Task description
Repeat every one of the entries below word for word, without changing anything.

Records of labeled boxes
───

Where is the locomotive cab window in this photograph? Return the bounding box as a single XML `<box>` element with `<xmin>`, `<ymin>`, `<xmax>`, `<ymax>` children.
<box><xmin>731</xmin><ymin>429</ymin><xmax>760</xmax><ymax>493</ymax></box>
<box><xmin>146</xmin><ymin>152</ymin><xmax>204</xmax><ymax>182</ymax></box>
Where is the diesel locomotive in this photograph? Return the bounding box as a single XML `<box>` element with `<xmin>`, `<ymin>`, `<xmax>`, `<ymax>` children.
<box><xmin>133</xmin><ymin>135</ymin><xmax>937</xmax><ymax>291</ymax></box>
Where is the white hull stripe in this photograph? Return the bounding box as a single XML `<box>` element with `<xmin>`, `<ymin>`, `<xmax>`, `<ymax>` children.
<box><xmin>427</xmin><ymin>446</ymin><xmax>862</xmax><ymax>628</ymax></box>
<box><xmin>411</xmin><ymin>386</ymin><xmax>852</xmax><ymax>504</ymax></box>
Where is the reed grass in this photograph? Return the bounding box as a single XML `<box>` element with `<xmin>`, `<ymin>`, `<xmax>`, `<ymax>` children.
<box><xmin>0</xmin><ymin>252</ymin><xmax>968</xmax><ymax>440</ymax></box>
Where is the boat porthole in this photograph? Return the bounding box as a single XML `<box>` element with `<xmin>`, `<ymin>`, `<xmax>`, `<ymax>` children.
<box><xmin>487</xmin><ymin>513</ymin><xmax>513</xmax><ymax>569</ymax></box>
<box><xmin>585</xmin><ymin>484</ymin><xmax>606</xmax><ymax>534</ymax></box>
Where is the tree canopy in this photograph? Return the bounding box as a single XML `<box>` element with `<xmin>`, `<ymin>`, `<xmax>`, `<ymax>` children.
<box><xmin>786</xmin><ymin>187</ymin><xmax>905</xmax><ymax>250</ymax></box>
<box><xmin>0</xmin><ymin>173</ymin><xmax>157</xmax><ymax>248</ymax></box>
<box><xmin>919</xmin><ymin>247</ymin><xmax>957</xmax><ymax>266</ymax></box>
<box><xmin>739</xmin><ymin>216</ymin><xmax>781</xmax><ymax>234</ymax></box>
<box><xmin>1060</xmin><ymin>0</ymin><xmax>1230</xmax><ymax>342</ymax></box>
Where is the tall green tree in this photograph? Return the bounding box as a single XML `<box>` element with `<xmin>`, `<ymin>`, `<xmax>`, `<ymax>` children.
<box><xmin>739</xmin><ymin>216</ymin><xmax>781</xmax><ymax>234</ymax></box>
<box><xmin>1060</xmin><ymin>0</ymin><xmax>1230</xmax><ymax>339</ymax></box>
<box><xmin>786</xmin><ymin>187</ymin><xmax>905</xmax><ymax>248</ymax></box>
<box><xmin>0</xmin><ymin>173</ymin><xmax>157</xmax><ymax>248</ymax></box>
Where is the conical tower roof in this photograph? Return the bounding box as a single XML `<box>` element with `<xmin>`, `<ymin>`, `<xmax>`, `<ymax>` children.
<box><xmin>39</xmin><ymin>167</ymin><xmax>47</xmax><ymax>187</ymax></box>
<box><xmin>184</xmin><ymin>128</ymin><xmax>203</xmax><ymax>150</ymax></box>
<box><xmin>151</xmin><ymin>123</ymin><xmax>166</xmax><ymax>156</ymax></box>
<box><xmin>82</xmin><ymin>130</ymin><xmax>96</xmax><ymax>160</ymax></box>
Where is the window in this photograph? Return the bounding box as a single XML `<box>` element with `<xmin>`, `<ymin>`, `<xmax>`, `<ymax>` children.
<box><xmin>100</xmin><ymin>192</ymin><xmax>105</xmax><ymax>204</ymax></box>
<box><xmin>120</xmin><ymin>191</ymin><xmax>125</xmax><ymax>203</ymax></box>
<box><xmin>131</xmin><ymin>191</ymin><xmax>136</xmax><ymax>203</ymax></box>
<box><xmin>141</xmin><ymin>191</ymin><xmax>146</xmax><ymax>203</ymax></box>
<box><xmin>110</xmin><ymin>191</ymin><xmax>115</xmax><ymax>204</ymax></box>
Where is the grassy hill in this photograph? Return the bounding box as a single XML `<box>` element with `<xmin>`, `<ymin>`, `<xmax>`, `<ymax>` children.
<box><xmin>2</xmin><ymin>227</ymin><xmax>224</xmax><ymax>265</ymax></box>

───

Expected answer
Where is the locomotive cab window in this photograph? Return the bounding box as a single XML `<box>` element with `<xmin>`, `<ymin>`, `<xmax>`, `<ymax>` children.
<box><xmin>731</xmin><ymin>429</ymin><xmax>760</xmax><ymax>493</ymax></box>
<box><xmin>146</xmin><ymin>152</ymin><xmax>204</xmax><ymax>182</ymax></box>
Where is the diesel locomotive in this photograph? Return the bounding box as a single XML `<box>` element with `<xmin>`, `<ymin>`, `<xmax>`, `<ymax>` children.
<box><xmin>133</xmin><ymin>135</ymin><xmax>937</xmax><ymax>291</ymax></box>
Where is the white hull stripe in this photograph? Return the bounding box as a single XML `<box>` element with `<xmin>`, `<ymin>`, `<xmax>`, `<ymax>` children.
<box><xmin>427</xmin><ymin>446</ymin><xmax>862</xmax><ymax>628</ymax></box>
<box><xmin>411</xmin><ymin>386</ymin><xmax>852</xmax><ymax>504</ymax></box>
Where is the reed grass in this photograph? Return the bounding box as a single XML `<box>` element with `<xmin>`, `<ymin>`, `<xmax>`, `<ymax>` children.
<box><xmin>0</xmin><ymin>252</ymin><xmax>968</xmax><ymax>440</ymax></box>
Where is the boat porthole in this photograph? Return the bounding box as a single XML `<box>` element with `<xmin>`, `<ymin>`, `<xmax>`, `<ymax>` children.
<box><xmin>487</xmin><ymin>513</ymin><xmax>513</xmax><ymax>569</ymax></box>
<box><xmin>585</xmin><ymin>484</ymin><xmax>606</xmax><ymax>534</ymax></box>
Where is the tree canopy in this photograph? Return the bounding box as a single XML `<box>` element with `<xmin>`, `<ymin>`, `<xmax>`, `<ymax>` children.
<box><xmin>786</xmin><ymin>187</ymin><xmax>905</xmax><ymax>250</ymax></box>
<box><xmin>0</xmin><ymin>173</ymin><xmax>157</xmax><ymax>248</ymax></box>
<box><xmin>919</xmin><ymin>247</ymin><xmax>957</xmax><ymax>266</ymax></box>
<box><xmin>739</xmin><ymin>216</ymin><xmax>781</xmax><ymax>234</ymax></box>
<box><xmin>1060</xmin><ymin>0</ymin><xmax>1230</xmax><ymax>342</ymax></box>
Where is the tall green tree in this photograph? Return the bounding box as a single XML `<box>` element with `<xmin>`, `<ymin>`, `<xmax>`, `<ymax>` children.
<box><xmin>739</xmin><ymin>216</ymin><xmax>781</xmax><ymax>234</ymax></box>
<box><xmin>1060</xmin><ymin>0</ymin><xmax>1230</xmax><ymax>339</ymax></box>
<box><xmin>786</xmin><ymin>187</ymin><xmax>905</xmax><ymax>248</ymax></box>
<box><xmin>0</xmin><ymin>173</ymin><xmax>157</xmax><ymax>248</ymax></box>
Where is the conical tower roof in this photograph? Return the bounding box as a single XML `<box>` element with `<xmin>`, `<ymin>`, `<xmax>`, `<ymax>` children.
<box><xmin>39</xmin><ymin>167</ymin><xmax>47</xmax><ymax>187</ymax></box>
<box><xmin>184</xmin><ymin>128</ymin><xmax>203</xmax><ymax>150</ymax></box>
<box><xmin>151</xmin><ymin>123</ymin><xmax>166</xmax><ymax>156</ymax></box>
<box><xmin>82</xmin><ymin>130</ymin><xmax>96</xmax><ymax>160</ymax></box>
Where is the window in this photograph? Return the bounding box as a single XML `<box>` element with `<xmin>`, `<ymin>`, `<xmax>`, `<ymax>` children.
<box><xmin>100</xmin><ymin>192</ymin><xmax>105</xmax><ymax>204</ymax></box>
<box><xmin>120</xmin><ymin>191</ymin><xmax>125</xmax><ymax>203</ymax></box>
<box><xmin>131</xmin><ymin>191</ymin><xmax>136</xmax><ymax>203</ymax></box>
<box><xmin>141</xmin><ymin>191</ymin><xmax>146</xmax><ymax>203</ymax></box>
<box><xmin>110</xmin><ymin>191</ymin><xmax>115</xmax><ymax>204</ymax></box>
Where is the grassy hill in this photograph? Return the bounding box as a single XML `<box>` element with `<xmin>`, `<ymin>`, `<xmax>`, `<ymax>` children.
<box><xmin>2</xmin><ymin>227</ymin><xmax>224</xmax><ymax>265</ymax></box>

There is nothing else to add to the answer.